● **EXERCISE BRIEF**:
Return the records, each one exactly as written.

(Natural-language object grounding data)
++++

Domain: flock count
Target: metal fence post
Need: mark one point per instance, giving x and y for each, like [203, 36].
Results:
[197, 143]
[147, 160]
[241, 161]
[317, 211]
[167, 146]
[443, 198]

++++

● **EXERCISE SOLUTION**:
Domain: flock count
Target: metal fence post
Need: mark one point per instance, giving x and y for each, like [203, 36].
Results:
[197, 143]
[147, 160]
[241, 161]
[317, 211]
[167, 146]
[443, 198]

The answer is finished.